-------- Data provided

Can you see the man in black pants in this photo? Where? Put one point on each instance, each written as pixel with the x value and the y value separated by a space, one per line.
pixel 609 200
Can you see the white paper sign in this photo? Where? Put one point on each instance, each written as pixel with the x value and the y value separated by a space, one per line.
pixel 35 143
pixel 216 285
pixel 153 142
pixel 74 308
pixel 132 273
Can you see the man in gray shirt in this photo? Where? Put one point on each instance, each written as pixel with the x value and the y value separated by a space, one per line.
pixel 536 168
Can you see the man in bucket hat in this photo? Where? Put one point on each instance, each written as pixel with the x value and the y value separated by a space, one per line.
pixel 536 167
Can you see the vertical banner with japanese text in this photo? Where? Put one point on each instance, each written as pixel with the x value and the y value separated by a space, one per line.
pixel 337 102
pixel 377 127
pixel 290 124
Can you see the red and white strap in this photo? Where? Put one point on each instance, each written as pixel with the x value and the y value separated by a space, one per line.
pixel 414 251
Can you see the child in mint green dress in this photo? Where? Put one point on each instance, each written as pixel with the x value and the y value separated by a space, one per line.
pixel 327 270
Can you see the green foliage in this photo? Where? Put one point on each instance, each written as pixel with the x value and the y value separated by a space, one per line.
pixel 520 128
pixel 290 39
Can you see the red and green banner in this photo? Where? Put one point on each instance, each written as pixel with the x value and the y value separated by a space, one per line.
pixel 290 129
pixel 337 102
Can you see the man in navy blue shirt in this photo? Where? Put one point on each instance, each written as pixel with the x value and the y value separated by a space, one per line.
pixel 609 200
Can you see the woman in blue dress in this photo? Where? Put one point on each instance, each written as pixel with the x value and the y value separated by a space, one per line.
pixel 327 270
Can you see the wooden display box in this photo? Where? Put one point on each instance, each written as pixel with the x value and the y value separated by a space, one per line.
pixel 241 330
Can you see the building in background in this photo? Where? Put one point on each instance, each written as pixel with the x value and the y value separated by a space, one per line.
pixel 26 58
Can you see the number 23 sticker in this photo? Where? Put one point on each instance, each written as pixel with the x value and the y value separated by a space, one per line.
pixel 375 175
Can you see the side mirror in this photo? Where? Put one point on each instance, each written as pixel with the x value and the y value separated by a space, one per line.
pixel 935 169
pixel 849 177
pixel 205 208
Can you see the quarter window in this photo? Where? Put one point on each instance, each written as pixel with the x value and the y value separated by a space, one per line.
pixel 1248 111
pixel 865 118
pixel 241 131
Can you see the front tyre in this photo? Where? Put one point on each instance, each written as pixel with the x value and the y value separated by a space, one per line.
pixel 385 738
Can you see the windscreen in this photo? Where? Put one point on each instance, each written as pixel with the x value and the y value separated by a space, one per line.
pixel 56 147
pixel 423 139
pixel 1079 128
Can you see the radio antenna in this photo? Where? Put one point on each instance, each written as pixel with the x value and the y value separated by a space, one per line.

----------------

§ Work to do: Turn the records above into a numbered list, leaving out any blank lines.

§ Result below:
1. Can you see the man in black pants in this photo? Where? Put one point on each instance, each written as pixel with the x value and the y value separated by a space, one per line.
2. pixel 609 200
3. Can you see the white paper sign in this photo? Where? Put one point on each instance, each written as pixel with the x value and the y value separated by a space, one per line.
4. pixel 35 143
5. pixel 216 285
6. pixel 153 142
7. pixel 74 308
8. pixel 132 273
9. Can you see the man in gray shirt in this photo? Where? Put one point on each instance, each written as pixel with the x value and the y value separated by a space, one per line.
10. pixel 536 168
11. Can you see the man in bucket hat in this photo? Where? Put one point on each instance, each written as pixel with the x value and the y value separated by a space, one per line.
12. pixel 536 167
13. Can you see the vertical banner with japanese text in this photo? Where? Put one point on each instance, each written as pixel with the x value and the y value separated by a space, one per line.
14. pixel 337 102
15. pixel 377 127
16. pixel 290 124
17. Can you see the red and white strap in this photo? Where? Put one point on each instance, each written as pixel with the x value and the y value separated by a space, one per line.
18. pixel 414 251
19. Can you see the child in mint green dress in this photo? Where? Put one point on each instance, each written as pixel with the x value and the y value separated by a space, one per line.
20. pixel 327 270
21. Can you see the green foliage in this photo? Where? Put one point on each instance, each written as pixel with the x value and the y value separated by a space, one per line.
22. pixel 520 128
23. pixel 290 39
24. Can you see the red and green banner in this photo? Where? Put one point on each instance, each written as pixel with the x value and the y value separated by a space, one per line.
25. pixel 290 129
26. pixel 337 102
27. Can you see the man in navy blue shirt in this photo? Where? Put one point on each instance, each written as pixel with the x value and the y value separated by a space, one per line.
28. pixel 609 200
29. Can you see the woman in blue dress in this photo? Where? Put one point on each instance, each written as pixel with the x value and the y value separated by a space, one per line.
30. pixel 327 270
31. Can you see the wooden display box in this photo? Where? Put one point on each instance, each written as pixel with the x value and the y value separated by a space, one per line.
32. pixel 241 330
33. Can you see the building in background in this photo? Where? Put one point on each instance, each written as pixel with the x value and the y value separated by a space, one per line.
34. pixel 26 58
35. Can you see the number 23 sticker in this photo? Where? Put one point on each instance, each written as pixel with the x value and the y value separated by a space, one per line.
36. pixel 375 175
37. Can you see the side mirror in this photo? Where? Put one point on each instance, each written as pixel with the x value and the y value separated by a space, one per line.
38. pixel 935 169
39. pixel 849 177
40. pixel 205 208
41. Can you see the quarter window in this photo? Where? Put one point on each instance, each written as pixel with the x value and the y value separated by a space, one per line.
42. pixel 1248 111
43. pixel 865 118
44. pixel 241 131
45. Can you see the front tyre in this photo? Where? Put one point on each instance, each written as pixel with the x value and the y value separated by a space, one per line.
46. pixel 385 738
47. Can you see the windscreen in this photo? Where? Put one point on each instance, each written as pixel with the x value and the y value separated by a space, one per line.
48. pixel 56 147
49. pixel 423 139
50. pixel 1079 128
51. Can you see the radio antenna in this photo? Where? Put one point on each instance, each written as pixel with the x value and the y value separated by a space, one per line.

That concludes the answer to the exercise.